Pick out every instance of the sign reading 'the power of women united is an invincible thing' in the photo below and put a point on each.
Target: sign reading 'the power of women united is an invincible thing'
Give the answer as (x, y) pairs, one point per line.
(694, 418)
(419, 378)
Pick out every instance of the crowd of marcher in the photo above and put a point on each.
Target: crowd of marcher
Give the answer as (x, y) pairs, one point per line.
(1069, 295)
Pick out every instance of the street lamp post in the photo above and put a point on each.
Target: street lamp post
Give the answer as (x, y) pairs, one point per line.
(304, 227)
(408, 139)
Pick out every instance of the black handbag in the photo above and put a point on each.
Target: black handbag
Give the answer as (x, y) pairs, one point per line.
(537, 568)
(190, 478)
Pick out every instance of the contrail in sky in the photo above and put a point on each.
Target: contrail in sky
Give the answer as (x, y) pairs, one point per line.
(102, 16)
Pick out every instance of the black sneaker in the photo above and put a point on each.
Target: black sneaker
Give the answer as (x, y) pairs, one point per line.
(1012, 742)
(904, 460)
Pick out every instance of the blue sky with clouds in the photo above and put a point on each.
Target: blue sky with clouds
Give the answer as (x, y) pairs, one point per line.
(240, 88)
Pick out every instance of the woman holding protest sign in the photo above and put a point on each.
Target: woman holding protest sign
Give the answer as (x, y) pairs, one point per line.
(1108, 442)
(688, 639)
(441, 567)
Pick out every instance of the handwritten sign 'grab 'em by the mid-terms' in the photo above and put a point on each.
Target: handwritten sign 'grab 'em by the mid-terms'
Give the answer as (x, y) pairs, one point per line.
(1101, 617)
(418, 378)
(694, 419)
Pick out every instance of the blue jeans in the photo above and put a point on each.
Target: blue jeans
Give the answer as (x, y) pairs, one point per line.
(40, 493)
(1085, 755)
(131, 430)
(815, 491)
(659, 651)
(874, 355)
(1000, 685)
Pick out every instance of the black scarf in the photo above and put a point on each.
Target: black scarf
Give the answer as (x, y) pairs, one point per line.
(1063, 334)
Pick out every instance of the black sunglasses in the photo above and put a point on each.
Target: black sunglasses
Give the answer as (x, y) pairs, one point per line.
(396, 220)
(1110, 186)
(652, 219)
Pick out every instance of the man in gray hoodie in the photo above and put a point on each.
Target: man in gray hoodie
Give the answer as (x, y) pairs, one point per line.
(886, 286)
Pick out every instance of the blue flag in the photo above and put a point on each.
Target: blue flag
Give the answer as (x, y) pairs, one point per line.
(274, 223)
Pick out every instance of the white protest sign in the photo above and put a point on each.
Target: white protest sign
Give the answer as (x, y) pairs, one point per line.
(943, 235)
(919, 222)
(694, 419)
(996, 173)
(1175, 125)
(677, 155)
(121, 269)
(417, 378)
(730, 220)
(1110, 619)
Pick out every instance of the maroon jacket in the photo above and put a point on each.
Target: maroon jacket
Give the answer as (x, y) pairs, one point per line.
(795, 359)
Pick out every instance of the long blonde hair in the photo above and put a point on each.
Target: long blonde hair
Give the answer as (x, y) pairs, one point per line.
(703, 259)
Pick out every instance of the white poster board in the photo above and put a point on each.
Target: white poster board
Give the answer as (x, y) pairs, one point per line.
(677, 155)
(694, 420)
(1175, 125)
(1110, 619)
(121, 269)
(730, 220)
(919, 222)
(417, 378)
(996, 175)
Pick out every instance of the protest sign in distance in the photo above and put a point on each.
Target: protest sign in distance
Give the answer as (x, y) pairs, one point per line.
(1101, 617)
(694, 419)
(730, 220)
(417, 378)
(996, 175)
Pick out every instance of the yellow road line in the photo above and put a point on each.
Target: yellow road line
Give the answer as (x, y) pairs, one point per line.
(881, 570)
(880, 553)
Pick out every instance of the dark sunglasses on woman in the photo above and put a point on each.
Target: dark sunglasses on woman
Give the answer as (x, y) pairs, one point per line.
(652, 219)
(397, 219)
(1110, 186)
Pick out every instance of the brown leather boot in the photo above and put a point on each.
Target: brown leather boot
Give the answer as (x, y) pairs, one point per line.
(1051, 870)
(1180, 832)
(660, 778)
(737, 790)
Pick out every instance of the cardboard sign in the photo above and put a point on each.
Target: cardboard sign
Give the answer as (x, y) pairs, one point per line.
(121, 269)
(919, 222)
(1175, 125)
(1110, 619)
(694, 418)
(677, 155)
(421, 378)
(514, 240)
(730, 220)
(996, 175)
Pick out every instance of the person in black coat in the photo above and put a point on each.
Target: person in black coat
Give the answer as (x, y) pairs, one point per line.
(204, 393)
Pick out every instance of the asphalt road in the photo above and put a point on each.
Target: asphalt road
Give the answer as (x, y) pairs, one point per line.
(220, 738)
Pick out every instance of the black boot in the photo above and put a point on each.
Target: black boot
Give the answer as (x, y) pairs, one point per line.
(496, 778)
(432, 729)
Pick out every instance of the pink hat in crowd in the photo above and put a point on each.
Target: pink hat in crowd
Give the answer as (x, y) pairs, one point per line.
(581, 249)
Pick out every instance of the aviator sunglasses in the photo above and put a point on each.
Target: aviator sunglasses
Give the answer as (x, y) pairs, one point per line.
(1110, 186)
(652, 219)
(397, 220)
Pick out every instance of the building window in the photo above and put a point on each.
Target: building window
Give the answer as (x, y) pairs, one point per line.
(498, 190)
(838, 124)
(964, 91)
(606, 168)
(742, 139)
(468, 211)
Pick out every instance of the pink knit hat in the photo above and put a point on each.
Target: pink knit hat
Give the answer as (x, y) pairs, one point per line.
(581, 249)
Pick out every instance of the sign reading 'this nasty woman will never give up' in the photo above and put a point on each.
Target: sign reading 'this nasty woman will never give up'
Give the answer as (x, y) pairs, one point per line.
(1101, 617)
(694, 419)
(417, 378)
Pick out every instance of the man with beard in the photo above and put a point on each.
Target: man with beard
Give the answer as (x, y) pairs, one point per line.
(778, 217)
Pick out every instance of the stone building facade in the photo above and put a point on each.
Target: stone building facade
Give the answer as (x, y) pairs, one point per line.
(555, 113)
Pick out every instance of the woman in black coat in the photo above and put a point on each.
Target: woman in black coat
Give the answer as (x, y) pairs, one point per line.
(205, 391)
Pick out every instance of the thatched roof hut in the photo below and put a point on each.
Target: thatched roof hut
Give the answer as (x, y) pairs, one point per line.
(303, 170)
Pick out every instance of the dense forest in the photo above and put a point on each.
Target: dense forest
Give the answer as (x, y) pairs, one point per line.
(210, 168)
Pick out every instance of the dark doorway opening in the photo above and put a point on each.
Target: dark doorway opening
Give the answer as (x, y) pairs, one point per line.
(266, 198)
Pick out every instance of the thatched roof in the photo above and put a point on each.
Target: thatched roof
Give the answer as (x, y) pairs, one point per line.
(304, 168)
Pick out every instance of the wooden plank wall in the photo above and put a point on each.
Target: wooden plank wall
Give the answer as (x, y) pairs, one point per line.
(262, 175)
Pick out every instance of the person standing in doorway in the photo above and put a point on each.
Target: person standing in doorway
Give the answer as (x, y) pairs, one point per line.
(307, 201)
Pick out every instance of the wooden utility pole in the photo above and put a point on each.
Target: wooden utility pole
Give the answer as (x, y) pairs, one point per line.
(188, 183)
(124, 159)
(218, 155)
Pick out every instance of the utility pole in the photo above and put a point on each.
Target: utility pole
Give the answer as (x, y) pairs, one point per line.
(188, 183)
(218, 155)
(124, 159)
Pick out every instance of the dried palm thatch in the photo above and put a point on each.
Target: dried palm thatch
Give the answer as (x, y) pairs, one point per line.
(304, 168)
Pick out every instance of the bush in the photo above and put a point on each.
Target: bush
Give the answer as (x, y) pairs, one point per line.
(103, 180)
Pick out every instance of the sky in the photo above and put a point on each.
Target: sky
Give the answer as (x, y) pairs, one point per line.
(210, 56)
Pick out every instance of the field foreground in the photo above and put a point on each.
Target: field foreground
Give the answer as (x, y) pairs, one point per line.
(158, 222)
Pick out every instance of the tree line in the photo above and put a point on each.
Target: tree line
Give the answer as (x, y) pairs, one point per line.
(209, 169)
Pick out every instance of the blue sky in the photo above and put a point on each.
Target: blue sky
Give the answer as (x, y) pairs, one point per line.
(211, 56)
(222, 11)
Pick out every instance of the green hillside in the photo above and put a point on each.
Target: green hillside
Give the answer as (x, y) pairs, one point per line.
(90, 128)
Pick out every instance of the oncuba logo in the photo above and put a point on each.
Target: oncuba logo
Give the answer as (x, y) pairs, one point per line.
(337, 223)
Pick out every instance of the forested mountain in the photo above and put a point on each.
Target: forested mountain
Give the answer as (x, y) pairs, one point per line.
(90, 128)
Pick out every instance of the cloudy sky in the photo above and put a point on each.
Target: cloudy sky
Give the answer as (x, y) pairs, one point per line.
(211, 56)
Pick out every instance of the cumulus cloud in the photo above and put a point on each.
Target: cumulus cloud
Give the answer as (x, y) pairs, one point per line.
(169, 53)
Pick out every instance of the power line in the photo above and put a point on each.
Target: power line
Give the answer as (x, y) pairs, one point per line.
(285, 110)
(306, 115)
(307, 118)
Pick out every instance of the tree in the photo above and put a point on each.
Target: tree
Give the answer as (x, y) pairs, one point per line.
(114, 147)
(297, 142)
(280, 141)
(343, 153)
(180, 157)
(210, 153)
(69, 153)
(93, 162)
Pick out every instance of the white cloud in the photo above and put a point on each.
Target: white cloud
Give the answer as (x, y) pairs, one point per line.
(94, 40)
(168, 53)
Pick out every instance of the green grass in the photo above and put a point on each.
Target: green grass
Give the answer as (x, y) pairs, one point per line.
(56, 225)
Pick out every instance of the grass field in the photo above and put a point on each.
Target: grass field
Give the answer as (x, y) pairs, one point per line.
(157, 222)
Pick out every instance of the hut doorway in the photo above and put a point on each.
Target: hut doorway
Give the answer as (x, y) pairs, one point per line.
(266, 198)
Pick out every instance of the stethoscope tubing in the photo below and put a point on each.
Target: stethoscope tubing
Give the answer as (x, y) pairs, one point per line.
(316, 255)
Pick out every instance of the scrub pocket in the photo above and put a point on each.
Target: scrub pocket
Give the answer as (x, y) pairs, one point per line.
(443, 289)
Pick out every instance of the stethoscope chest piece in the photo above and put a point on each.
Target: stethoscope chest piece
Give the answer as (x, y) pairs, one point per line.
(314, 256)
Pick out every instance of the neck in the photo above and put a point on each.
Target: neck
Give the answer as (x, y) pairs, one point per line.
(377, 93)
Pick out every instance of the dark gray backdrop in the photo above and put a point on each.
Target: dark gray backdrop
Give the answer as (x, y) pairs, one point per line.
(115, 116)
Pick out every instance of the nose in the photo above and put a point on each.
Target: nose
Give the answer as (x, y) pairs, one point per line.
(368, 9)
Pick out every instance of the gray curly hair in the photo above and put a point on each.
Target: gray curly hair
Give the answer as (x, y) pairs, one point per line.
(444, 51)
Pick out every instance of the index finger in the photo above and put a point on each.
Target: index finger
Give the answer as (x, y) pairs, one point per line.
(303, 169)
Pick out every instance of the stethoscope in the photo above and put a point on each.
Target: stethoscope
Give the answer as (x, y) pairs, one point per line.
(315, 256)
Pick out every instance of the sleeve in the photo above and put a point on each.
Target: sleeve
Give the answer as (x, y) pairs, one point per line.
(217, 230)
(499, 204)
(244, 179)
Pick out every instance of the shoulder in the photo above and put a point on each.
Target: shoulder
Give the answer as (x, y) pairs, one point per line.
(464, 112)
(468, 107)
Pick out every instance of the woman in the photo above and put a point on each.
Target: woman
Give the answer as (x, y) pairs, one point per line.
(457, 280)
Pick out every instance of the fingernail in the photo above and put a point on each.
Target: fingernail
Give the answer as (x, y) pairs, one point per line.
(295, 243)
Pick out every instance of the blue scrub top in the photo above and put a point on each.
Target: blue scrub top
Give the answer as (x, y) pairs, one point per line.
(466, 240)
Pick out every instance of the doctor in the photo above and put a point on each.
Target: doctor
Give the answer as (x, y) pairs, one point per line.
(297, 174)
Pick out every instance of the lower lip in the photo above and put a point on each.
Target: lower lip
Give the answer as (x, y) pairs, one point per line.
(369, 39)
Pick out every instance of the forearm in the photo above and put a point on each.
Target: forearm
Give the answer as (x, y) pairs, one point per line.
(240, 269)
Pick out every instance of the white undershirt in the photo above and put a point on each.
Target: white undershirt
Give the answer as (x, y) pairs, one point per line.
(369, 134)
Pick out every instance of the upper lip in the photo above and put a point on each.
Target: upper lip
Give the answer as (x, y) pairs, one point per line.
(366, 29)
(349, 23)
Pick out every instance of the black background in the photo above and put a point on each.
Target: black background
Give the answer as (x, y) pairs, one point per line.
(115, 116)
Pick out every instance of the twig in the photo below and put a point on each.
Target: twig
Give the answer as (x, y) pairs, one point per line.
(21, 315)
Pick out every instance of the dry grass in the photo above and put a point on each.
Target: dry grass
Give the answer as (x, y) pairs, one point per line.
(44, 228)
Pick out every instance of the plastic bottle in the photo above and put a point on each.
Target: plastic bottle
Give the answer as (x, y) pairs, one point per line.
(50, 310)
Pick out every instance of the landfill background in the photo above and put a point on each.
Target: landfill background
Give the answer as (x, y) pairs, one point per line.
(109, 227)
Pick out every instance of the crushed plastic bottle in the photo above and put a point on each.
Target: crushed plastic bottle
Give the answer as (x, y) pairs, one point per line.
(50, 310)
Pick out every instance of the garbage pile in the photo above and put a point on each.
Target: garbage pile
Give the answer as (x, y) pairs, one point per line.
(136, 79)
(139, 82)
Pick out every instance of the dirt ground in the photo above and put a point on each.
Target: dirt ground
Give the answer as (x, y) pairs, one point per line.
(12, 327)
****
= What to do =
Return the lines above, from the one containing "Pick out every instance of the doctor" to the end, exactly as they stand.

= Solution below =
Pick out every instance of the doctor in the photo above and put a point on each.
Target: doctor
Give the answer as (x, y) pairs, one point per line.
(297, 174)
Pick out every instance of the lower lip in the photo above and put a point on each.
Target: lower lip
Give the answer as (x, y) pairs, one point per line.
(369, 39)
Pick out every instance of the forearm in the photo above and put a point on each.
Target: forearm
Give the answer as (x, y) pairs, one point per line.
(240, 269)
Pick out every instance of the white undershirt in the photo above and put a point on each.
Target: white undershirt
Give the answer as (x, y) pairs, one point per line.
(369, 134)
Pick out every instance of the upper lip in the photo above and put a point on each.
Target: upper lip
Give the answer as (x, y) pairs, one point per line.
(366, 29)
(349, 23)
Pick out every instance of the black background in the photo above and put a point on each.
Target: black background
Give the answer as (x, y) pairs, one point per line.
(115, 116)
Pick out every instance of the twig in the photo below and put a point on each.
Target: twig
Give the answer as (x, y) pairs, one point per line.
(21, 315)
Pick out every instance of the dry grass in the photo above and put a point on each.
Target: dry grass
Give the answer as (x, y) pairs, one point per line.
(44, 228)
Pick out every instance of the plastic bottle in the photo above and put a point on each.
Target: plastic bottle
Give the answer as (x, y) pairs, one point per line.
(50, 310)
Pick out every instance of the landfill background in the photo above and put a point on each.
Target: landfill background
Give the answer as (x, y) pairs, one point per line.
(109, 227)
Pick out every instance of the crushed plastic bottle in the photo above and put a point on each.
Target: crushed plastic bottle
Give the answer as (x, y) pairs, one point per line.
(50, 310)
Pick out every instance of the garbage pile in the photo above and put a point on each.
Target: garbage pile
Give the answer as (x, y) pairs, one point per line.
(136, 79)
(139, 82)
Pick out every instance of the dirt ground in the photo above and put a point on each.
Target: dirt ground
Give the answer as (x, y) pairs, one point per line.
(12, 327)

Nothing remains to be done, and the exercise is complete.